EXCERPT TO READ:
....

I dont know  I dont know whose right, but I do know none of the emotions reading things like this stir in me are nice. I am glad that I have learned so much from some forum members that no matter how many times I might lose my temper with any living creature (and believe me I do) I cant ever possibly see that as a good thing, effective or not.


----------



## Alice Childress (Nov 14, 2010)

cinnamontoast said:


> I'm amazed at some of the posts on here. I shout at my lot to recall them-how does everyone else do it? I might use the whistle if I remembered it. When Zak decides to fly over the fence, he gets shouted at. When he tries to attack another dog, he gets shouted at. I shout at the horse, because it makes him back up and stop whatever he's doing and frankly, he's too big an animal for me to pussyfoot around him. And yes, if he's scared and spooking by jumping six feet in the air like one night this week, he will be SCREAMED at! I don't want nearly 600kg landing on me!

....

SUPPLIED RECORDS:
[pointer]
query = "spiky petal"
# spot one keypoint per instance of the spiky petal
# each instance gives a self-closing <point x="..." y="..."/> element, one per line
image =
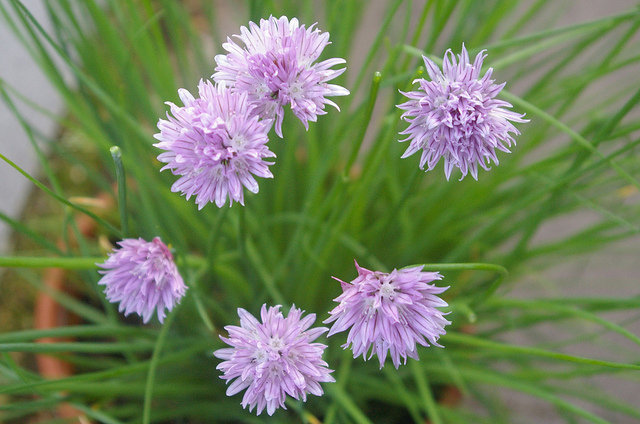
<point x="143" y="277"/>
<point x="273" y="358"/>
<point x="456" y="116"/>
<point x="389" y="313"/>
<point x="216" y="143"/>
<point x="277" y="68"/>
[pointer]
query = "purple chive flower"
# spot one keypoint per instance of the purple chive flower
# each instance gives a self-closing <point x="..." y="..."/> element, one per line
<point x="456" y="116"/>
<point x="216" y="144"/>
<point x="273" y="358"/>
<point x="142" y="276"/>
<point x="276" y="67"/>
<point x="389" y="313"/>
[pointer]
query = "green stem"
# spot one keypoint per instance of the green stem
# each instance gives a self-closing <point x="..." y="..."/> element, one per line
<point x="116" y="154"/>
<point x="478" y="266"/>
<point x="373" y="95"/>
<point x="153" y="366"/>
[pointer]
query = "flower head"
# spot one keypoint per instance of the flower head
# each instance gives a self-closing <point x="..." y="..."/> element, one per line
<point x="142" y="276"/>
<point x="389" y="313"/>
<point x="216" y="144"/>
<point x="277" y="67"/>
<point x="273" y="358"/>
<point x="456" y="116"/>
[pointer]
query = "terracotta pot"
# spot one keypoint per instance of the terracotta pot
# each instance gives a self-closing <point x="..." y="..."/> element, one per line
<point x="50" y="314"/>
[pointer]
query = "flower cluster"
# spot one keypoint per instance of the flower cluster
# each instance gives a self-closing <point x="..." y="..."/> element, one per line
<point x="277" y="67"/>
<point x="142" y="276"/>
<point x="216" y="144"/>
<point x="456" y="116"/>
<point x="390" y="313"/>
<point x="273" y="358"/>
<point x="217" y="141"/>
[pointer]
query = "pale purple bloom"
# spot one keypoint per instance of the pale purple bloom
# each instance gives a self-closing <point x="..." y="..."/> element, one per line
<point x="273" y="358"/>
<point x="142" y="276"/>
<point x="390" y="313"/>
<point x="216" y="144"/>
<point x="277" y="67"/>
<point x="457" y="117"/>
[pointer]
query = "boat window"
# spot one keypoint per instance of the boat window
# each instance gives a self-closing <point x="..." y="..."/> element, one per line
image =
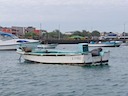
<point x="5" y="37"/>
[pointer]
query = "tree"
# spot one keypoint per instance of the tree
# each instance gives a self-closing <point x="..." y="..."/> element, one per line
<point x="30" y="35"/>
<point x="95" y="33"/>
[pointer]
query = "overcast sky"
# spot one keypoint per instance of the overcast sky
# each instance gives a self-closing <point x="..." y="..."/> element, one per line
<point x="66" y="15"/>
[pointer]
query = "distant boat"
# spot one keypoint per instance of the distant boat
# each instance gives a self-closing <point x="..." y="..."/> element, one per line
<point x="105" y="44"/>
<point x="10" y="42"/>
<point x="53" y="56"/>
<point x="47" y="46"/>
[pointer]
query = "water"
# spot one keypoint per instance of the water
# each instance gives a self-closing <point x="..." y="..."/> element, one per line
<point x="28" y="79"/>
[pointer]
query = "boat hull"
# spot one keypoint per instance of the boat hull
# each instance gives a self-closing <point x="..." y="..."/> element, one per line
<point x="80" y="59"/>
<point x="104" y="45"/>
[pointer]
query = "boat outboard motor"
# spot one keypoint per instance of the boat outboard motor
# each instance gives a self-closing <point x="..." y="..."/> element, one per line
<point x="96" y="52"/>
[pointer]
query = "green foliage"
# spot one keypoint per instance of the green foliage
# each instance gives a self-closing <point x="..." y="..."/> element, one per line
<point x="30" y="35"/>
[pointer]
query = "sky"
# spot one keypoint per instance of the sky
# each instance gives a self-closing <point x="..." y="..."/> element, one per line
<point x="66" y="15"/>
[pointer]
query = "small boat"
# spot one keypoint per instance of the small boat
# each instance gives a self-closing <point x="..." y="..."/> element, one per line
<point x="10" y="42"/>
<point x="53" y="56"/>
<point x="105" y="44"/>
<point x="47" y="46"/>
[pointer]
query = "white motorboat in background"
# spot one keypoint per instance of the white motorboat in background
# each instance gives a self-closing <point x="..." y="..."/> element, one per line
<point x="10" y="42"/>
<point x="105" y="44"/>
<point x="53" y="56"/>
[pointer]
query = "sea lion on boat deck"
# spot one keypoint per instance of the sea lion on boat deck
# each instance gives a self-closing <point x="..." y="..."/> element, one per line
<point x="26" y="49"/>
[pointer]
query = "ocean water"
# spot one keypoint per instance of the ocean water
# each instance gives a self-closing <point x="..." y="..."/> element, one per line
<point x="18" y="78"/>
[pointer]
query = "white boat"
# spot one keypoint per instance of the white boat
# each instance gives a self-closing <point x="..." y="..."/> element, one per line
<point x="47" y="46"/>
<point x="105" y="44"/>
<point x="10" y="42"/>
<point x="81" y="57"/>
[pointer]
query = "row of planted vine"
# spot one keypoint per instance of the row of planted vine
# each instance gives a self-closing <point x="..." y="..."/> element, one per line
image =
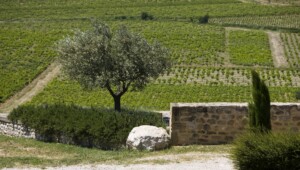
<point x="229" y="76"/>
<point x="291" y="45"/>
<point x="269" y="21"/>
<point x="155" y="96"/>
<point x="249" y="48"/>
<point x="33" y="10"/>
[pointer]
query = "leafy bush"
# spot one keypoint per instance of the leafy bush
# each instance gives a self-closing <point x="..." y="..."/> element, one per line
<point x="267" y="151"/>
<point x="298" y="95"/>
<point x="123" y="17"/>
<point x="88" y="127"/>
<point x="204" y="19"/>
<point x="146" y="16"/>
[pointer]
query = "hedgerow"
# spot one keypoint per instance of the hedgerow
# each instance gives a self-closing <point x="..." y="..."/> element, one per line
<point x="274" y="151"/>
<point x="88" y="127"/>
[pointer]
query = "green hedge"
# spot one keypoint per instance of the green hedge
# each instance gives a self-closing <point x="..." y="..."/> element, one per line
<point x="276" y="151"/>
<point x="88" y="127"/>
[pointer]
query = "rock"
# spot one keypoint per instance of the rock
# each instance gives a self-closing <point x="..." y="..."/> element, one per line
<point x="148" y="137"/>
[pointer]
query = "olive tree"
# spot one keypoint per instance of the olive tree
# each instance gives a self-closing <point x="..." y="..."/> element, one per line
<point x="115" y="61"/>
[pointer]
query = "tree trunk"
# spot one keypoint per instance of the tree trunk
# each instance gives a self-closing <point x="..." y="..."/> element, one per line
<point x="117" y="100"/>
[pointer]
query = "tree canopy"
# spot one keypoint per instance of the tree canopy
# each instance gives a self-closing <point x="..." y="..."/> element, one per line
<point x="115" y="61"/>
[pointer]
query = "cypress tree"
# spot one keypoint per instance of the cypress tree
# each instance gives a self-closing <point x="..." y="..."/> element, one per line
<point x="259" y="109"/>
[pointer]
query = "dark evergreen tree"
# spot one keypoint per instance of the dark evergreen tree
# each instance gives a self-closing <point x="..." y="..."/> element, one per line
<point x="259" y="109"/>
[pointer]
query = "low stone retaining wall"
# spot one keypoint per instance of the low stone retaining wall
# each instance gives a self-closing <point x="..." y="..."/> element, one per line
<point x="17" y="130"/>
<point x="217" y="123"/>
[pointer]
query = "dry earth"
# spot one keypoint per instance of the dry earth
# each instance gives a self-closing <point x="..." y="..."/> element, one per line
<point x="189" y="161"/>
<point x="26" y="94"/>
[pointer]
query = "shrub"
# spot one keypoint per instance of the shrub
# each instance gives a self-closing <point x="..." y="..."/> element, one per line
<point x="203" y="19"/>
<point x="280" y="151"/>
<point x="121" y="17"/>
<point x="298" y="95"/>
<point x="146" y="16"/>
<point x="88" y="127"/>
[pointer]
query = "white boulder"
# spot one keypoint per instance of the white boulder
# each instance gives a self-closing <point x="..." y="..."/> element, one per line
<point x="148" y="137"/>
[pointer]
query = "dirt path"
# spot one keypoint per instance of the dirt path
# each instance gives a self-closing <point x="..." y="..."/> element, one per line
<point x="27" y="93"/>
<point x="190" y="161"/>
<point x="277" y="50"/>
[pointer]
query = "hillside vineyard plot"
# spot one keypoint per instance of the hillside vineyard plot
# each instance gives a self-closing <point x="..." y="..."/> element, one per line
<point x="291" y="43"/>
<point x="274" y="22"/>
<point x="171" y="10"/>
<point x="23" y="55"/>
<point x="154" y="96"/>
<point x="211" y="63"/>
<point x="249" y="48"/>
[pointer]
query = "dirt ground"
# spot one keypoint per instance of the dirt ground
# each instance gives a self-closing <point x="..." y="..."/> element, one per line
<point x="189" y="161"/>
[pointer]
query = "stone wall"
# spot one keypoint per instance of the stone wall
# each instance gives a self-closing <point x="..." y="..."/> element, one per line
<point x="217" y="123"/>
<point x="10" y="129"/>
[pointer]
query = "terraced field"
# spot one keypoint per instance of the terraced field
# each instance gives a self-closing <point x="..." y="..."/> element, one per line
<point x="210" y="63"/>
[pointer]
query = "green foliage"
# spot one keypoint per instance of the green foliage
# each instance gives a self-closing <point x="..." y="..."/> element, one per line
<point x="146" y="16"/>
<point x="99" y="58"/>
<point x="21" y="51"/>
<point x="89" y="127"/>
<point x="260" y="109"/>
<point x="298" y="95"/>
<point x="291" y="44"/>
<point x="289" y="22"/>
<point x="250" y="48"/>
<point x="277" y="151"/>
<point x="155" y="96"/>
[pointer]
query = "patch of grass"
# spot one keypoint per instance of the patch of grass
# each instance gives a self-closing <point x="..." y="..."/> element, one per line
<point x="19" y="152"/>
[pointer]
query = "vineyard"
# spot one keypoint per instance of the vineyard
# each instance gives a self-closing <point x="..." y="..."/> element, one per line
<point x="249" y="48"/>
<point x="274" y="22"/>
<point x="211" y="63"/>
<point x="291" y="43"/>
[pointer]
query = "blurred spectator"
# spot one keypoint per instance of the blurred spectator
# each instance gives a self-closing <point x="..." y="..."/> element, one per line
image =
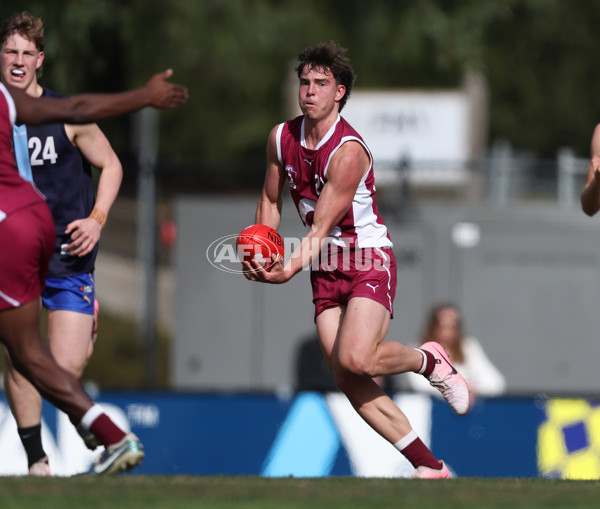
<point x="444" y="325"/>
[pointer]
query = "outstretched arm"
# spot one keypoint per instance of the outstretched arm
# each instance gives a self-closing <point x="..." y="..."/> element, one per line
<point x="88" y="108"/>
<point x="590" y="196"/>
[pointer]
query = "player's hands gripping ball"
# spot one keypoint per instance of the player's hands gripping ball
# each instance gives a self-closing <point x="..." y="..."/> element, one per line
<point x="260" y="242"/>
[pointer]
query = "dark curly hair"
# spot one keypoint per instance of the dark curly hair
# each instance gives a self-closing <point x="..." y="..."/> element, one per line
<point x="329" y="56"/>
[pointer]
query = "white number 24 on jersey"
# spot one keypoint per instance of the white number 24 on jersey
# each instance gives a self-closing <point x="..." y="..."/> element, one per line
<point x="40" y="153"/>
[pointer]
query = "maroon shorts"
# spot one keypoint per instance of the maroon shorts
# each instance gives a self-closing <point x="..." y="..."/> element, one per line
<point x="27" y="239"/>
<point x="347" y="273"/>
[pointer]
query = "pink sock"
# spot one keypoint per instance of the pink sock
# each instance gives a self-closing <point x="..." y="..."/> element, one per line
<point x="428" y="363"/>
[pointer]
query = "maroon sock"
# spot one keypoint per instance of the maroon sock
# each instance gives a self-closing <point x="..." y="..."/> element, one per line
<point x="106" y="431"/>
<point x="430" y="363"/>
<point x="419" y="455"/>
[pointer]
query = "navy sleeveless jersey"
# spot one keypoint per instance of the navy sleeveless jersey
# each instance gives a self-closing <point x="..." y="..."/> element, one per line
<point x="63" y="175"/>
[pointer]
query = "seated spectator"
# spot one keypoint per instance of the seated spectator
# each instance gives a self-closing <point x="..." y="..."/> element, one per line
<point x="444" y="325"/>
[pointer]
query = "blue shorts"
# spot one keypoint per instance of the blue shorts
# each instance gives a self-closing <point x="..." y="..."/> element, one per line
<point x="71" y="293"/>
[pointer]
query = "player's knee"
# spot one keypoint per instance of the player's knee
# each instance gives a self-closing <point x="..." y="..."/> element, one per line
<point x="357" y="364"/>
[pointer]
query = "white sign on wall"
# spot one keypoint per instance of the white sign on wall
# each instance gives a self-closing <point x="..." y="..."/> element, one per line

....

WHAT TO WORK ON:
- A) For each statement about the forum thread on shouting at animals, answer yes or no and quote the words that decide it. (i) The writer of the quoted post always uses a whistle to call the dogs back. (ii) The quoted post puts the horse's weight at nearly 600kg. (iii) The first writer thinks losing one's temper with an animal can be a good thing if it works.
- B) Count the lines of the rows that contain the string "plot", where case counts, and give only the number.
The forum thread and the rows are unrelated material.

FINAL ANSWERS:
- A)
(i) No: "I might use the whistle if I remembered it."
(ii) Yes: "I don't want nearly 600kg landing on me!"
(iii) No: "I cant ever possibly see that as a good thing, effective or not."

- B) 2